-------- SOURCE INFORMATION

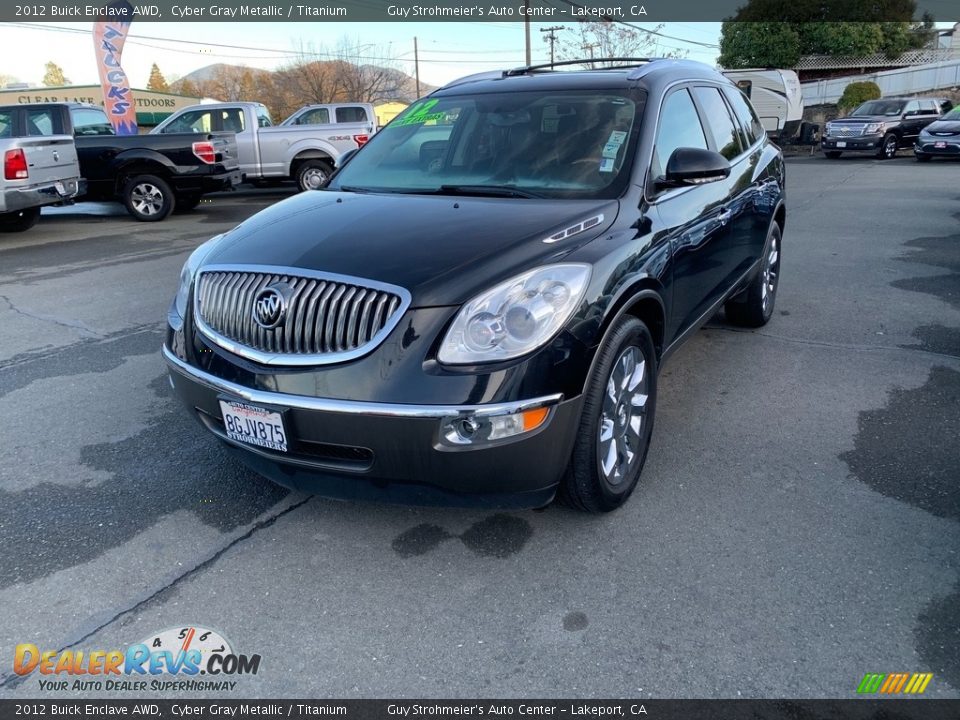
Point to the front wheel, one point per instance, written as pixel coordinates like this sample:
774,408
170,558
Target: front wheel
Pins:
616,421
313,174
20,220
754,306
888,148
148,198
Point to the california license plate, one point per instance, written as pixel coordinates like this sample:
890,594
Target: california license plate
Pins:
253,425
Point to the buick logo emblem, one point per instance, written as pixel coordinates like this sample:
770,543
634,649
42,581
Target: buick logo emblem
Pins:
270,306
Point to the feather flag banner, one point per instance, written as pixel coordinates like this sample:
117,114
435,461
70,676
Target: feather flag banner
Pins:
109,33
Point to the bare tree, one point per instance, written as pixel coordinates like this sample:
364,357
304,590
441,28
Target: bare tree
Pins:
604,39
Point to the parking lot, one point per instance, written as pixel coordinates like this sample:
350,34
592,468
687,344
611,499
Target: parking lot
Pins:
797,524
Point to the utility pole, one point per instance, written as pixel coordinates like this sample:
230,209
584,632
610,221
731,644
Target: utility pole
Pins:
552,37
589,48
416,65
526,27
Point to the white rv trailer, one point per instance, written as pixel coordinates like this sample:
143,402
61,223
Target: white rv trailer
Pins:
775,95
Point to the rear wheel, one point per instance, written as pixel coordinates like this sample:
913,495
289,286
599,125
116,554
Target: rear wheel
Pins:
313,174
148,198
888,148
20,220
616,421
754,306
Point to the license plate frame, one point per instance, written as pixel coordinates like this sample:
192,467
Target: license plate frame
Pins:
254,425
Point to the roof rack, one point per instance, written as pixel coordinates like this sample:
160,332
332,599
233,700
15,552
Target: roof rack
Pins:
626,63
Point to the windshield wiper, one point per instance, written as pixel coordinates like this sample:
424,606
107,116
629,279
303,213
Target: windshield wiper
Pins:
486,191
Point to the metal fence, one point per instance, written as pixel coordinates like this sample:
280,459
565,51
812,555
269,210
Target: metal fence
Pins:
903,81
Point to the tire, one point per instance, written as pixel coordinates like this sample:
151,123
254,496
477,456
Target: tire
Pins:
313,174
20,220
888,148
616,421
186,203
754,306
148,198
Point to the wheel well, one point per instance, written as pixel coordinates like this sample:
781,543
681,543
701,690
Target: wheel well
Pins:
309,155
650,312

----------------
-------- SOURCE INFORMATION

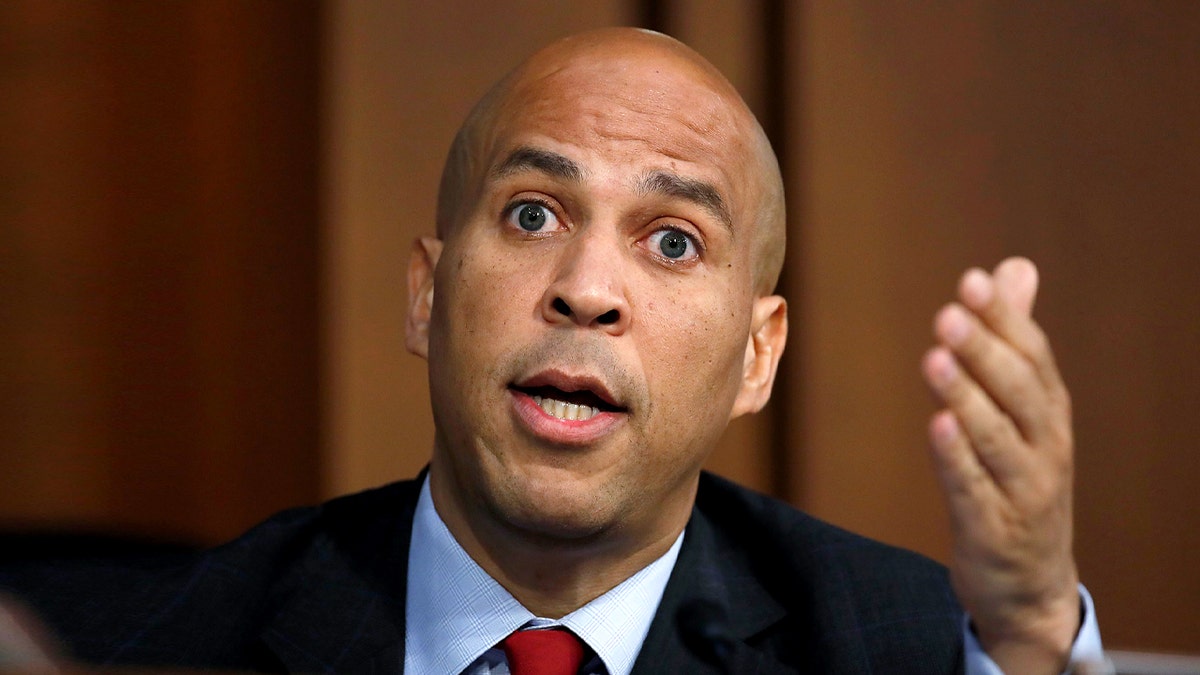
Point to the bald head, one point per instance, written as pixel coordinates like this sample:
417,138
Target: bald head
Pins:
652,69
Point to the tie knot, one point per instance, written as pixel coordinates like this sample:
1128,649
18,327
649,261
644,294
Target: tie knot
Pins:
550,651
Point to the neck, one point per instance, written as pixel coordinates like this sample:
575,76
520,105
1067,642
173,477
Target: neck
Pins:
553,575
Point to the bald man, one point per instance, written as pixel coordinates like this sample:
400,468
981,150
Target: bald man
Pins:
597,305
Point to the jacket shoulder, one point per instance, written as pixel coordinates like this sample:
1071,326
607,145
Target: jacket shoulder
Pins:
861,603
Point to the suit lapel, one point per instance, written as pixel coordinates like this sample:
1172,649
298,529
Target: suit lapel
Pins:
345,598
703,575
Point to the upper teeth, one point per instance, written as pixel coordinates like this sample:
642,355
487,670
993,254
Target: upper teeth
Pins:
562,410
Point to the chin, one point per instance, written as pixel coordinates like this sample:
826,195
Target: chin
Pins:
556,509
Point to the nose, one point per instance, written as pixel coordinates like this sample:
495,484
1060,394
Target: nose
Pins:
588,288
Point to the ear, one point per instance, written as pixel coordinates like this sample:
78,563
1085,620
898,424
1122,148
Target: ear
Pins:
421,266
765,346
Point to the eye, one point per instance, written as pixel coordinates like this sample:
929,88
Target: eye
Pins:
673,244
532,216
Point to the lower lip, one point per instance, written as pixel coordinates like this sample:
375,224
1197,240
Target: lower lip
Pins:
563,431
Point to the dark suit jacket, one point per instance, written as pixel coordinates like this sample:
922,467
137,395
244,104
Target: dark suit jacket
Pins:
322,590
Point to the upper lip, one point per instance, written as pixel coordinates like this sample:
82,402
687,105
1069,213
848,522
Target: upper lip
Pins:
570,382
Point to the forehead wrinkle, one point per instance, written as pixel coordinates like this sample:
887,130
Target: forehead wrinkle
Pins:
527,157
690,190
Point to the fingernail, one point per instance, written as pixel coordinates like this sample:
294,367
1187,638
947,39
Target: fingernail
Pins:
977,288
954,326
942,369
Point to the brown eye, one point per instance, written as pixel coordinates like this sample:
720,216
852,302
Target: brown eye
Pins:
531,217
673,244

----------------
-------- SOURCE INFORMATION

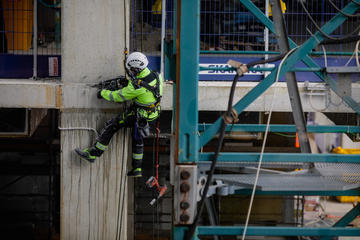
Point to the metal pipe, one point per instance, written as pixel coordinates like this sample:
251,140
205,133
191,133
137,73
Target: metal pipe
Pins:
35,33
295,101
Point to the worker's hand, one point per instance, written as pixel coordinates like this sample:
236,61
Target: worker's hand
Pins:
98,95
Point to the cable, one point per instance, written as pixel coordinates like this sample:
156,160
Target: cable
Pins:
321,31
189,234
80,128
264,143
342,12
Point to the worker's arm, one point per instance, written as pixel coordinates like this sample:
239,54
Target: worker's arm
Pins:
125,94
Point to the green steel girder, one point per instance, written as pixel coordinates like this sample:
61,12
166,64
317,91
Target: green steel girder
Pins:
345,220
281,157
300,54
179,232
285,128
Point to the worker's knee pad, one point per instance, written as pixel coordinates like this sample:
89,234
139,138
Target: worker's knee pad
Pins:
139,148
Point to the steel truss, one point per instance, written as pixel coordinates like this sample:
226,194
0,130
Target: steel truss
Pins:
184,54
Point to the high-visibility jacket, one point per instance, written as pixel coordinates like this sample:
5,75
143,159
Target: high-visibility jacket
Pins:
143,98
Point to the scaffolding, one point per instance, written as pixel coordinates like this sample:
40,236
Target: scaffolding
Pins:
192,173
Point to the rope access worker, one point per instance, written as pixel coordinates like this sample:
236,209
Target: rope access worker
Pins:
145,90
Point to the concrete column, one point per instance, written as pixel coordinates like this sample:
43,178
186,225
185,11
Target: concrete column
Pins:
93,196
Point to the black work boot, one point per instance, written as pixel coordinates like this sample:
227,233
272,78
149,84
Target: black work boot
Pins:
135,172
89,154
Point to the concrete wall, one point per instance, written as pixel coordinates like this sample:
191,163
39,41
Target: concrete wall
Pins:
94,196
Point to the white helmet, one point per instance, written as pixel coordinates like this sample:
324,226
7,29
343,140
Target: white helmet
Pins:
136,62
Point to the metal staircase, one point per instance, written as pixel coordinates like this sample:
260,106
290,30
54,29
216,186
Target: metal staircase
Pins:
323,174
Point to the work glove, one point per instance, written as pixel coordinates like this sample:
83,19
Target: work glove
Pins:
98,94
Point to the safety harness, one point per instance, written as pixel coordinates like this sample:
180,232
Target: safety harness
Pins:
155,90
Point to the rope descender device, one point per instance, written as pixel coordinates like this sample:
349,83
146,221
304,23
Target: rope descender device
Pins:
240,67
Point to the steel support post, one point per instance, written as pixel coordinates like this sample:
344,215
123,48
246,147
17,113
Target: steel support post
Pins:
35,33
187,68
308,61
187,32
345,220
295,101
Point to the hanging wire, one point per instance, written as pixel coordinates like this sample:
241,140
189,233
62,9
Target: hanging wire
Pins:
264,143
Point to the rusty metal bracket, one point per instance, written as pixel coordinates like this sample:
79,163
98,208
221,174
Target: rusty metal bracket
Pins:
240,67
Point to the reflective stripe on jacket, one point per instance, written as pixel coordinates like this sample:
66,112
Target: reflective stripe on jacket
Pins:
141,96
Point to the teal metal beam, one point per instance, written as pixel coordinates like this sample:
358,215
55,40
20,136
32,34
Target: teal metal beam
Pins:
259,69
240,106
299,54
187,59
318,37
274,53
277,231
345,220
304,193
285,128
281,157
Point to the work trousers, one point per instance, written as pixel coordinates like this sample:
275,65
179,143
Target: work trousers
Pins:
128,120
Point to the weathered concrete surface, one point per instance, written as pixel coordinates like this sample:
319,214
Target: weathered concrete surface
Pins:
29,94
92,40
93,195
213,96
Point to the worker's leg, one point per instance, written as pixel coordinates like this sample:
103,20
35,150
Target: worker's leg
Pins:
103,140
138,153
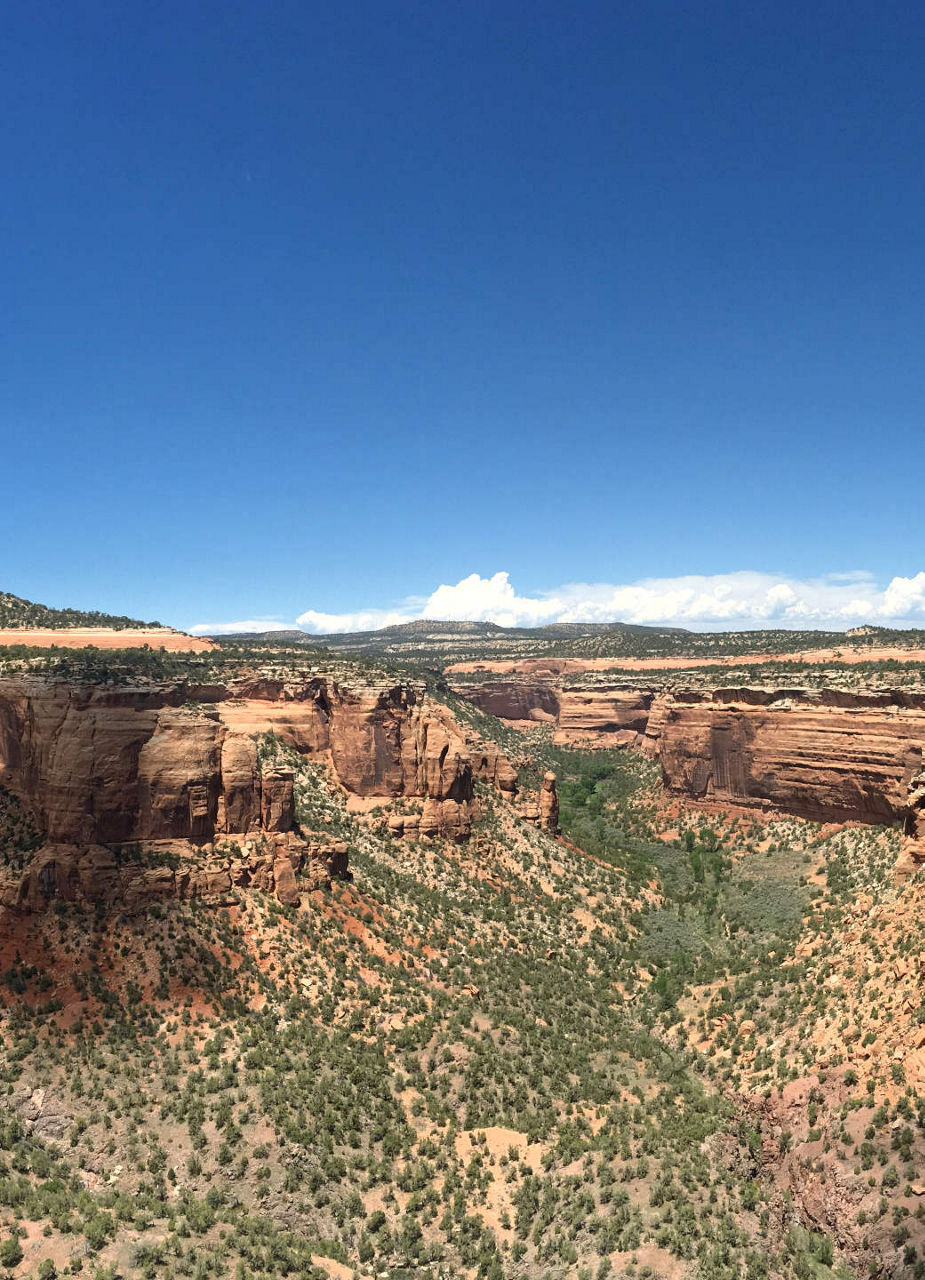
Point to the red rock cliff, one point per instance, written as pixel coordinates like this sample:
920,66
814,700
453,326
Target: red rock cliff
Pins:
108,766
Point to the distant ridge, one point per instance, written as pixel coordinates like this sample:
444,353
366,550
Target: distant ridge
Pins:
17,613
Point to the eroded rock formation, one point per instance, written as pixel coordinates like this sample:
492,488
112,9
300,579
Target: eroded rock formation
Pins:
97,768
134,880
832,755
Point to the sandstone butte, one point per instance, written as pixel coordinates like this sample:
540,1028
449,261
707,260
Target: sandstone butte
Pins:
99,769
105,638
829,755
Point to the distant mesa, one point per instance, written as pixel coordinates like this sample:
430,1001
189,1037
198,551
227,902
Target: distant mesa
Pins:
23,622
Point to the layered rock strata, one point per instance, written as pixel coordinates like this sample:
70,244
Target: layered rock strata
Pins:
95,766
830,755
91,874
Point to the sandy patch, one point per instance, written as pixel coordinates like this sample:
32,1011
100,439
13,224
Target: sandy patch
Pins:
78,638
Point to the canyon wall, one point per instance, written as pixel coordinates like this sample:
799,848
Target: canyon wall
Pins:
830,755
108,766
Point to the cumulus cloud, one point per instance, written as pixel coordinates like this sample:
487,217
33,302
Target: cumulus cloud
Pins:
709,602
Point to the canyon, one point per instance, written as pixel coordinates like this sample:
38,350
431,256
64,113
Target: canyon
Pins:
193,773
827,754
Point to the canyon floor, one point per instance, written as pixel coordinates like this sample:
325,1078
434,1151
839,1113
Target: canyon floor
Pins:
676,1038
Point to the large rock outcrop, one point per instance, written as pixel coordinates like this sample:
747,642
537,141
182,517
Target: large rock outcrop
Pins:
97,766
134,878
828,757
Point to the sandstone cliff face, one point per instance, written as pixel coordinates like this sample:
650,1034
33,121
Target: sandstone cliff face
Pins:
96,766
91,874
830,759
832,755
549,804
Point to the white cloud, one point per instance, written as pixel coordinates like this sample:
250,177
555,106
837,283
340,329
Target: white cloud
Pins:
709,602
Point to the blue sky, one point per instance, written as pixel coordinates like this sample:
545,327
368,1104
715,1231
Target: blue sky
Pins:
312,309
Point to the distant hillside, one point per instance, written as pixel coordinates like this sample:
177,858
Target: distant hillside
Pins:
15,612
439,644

----------------

## WHAT YOU HAVE TO DO
Please report how many lines in the records above contain the word "upper", and give nothing but the number.

## EXERCISE SOLUTION
4